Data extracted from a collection
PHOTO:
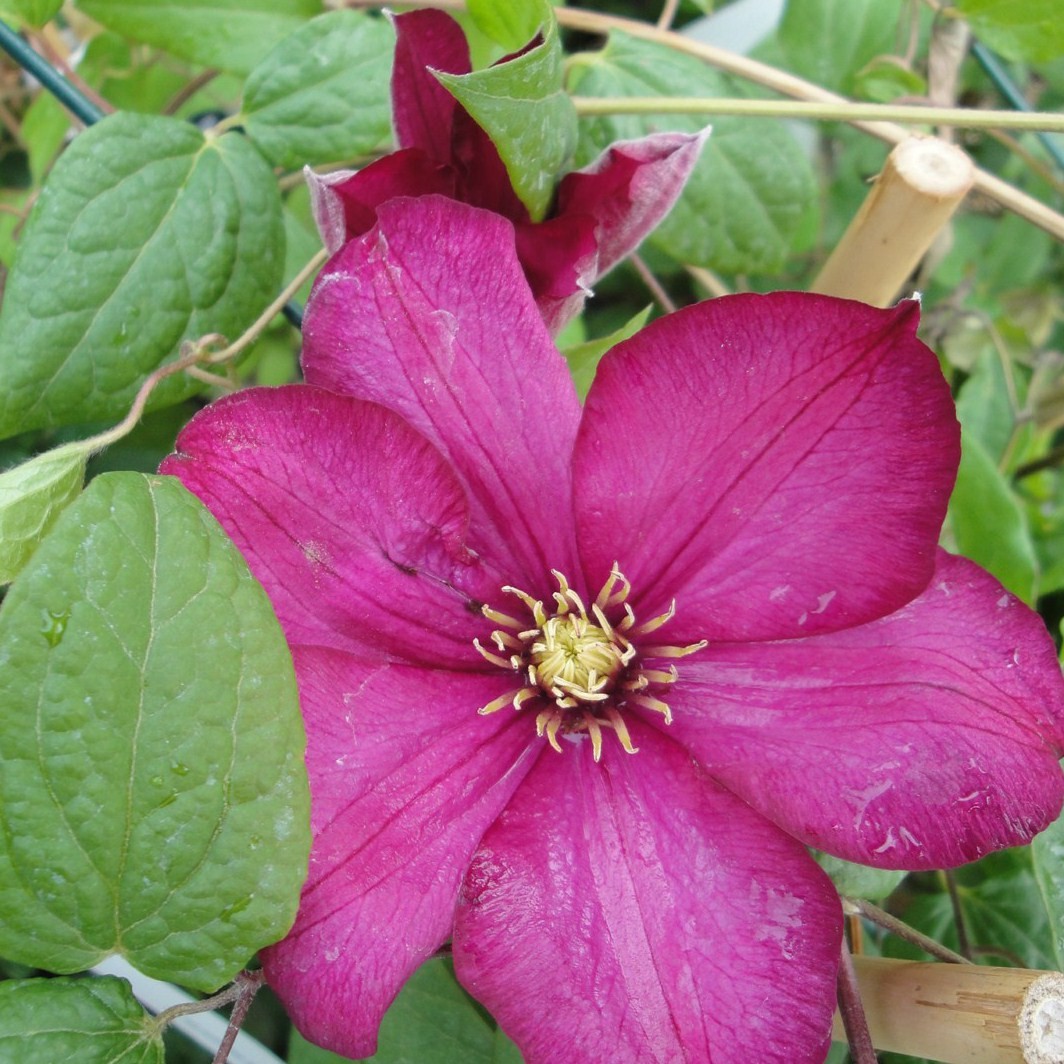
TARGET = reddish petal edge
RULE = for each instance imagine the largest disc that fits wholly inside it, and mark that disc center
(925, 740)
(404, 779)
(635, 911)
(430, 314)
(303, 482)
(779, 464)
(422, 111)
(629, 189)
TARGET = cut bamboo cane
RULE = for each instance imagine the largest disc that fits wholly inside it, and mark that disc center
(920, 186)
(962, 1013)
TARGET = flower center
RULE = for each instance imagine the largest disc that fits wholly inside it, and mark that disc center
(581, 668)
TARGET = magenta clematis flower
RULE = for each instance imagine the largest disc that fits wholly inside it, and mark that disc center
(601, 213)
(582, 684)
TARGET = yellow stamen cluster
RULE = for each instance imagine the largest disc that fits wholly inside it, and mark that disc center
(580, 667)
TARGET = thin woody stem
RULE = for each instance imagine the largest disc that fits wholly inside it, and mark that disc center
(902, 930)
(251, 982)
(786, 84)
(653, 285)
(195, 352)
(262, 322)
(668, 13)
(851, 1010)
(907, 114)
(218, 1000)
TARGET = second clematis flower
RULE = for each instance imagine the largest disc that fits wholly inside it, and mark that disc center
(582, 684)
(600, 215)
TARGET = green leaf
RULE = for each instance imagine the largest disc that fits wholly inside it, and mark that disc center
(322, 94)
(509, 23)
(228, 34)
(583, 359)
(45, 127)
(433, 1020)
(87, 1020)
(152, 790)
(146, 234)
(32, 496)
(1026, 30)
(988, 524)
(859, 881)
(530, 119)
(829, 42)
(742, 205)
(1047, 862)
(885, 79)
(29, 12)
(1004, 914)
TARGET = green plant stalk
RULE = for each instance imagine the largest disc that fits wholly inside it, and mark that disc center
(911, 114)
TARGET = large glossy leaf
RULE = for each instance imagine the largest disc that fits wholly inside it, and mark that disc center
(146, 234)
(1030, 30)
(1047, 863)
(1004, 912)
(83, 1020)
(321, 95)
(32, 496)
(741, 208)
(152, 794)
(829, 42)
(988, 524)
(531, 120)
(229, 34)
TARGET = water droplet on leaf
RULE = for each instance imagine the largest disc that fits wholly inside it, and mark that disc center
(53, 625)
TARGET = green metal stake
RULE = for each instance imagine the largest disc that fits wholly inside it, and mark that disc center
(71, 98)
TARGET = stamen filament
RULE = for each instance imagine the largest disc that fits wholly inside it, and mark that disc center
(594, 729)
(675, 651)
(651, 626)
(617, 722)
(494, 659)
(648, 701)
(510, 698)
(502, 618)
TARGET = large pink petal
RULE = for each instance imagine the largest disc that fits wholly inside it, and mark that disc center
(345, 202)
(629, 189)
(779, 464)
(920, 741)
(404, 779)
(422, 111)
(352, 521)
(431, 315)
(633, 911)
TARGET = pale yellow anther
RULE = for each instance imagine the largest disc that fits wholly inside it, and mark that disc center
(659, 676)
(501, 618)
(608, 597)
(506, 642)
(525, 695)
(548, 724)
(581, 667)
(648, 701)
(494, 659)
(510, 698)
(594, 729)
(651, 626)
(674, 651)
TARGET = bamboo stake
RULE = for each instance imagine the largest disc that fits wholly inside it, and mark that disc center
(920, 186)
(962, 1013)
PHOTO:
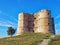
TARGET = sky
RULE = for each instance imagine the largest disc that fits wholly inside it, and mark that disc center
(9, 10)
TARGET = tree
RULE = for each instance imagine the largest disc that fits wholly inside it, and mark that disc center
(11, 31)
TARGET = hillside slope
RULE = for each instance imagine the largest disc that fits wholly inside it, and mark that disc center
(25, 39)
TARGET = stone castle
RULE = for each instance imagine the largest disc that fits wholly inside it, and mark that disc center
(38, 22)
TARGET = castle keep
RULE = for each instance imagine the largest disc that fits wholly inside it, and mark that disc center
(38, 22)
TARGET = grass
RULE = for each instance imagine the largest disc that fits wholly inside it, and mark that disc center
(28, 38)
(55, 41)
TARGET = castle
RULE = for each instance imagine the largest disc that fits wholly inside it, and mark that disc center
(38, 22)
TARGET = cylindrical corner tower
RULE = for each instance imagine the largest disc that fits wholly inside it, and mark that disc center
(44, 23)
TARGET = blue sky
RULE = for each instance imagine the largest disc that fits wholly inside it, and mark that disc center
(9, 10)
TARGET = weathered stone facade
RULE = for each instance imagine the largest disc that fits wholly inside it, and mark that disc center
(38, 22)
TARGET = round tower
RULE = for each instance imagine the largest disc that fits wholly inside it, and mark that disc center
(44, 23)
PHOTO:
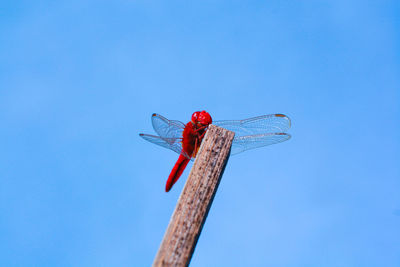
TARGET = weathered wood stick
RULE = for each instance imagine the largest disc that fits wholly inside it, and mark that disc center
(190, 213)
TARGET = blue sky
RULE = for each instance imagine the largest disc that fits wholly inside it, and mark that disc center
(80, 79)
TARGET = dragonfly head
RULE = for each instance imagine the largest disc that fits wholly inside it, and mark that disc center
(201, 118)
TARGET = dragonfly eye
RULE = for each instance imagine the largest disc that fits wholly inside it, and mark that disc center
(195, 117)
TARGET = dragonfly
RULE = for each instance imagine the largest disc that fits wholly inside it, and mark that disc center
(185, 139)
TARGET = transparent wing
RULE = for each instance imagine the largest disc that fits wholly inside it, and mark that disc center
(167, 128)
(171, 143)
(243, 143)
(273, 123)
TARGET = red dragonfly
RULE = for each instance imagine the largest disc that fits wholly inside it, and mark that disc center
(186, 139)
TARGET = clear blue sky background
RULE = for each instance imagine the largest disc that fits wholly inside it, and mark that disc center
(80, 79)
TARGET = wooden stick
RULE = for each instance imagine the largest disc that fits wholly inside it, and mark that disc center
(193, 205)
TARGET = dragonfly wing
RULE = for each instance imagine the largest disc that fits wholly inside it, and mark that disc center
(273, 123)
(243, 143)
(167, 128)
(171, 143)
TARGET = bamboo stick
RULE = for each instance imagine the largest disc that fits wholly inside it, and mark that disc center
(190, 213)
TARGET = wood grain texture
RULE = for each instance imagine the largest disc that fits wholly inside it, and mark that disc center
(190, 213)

WHAT THE TASK REQUIRES
Which of the lines above mention the word "tower"? Pull those lines out.

ANSWER TO THIS EXERCISE
TARGET = cylindrical corner tower
TARGET = round tower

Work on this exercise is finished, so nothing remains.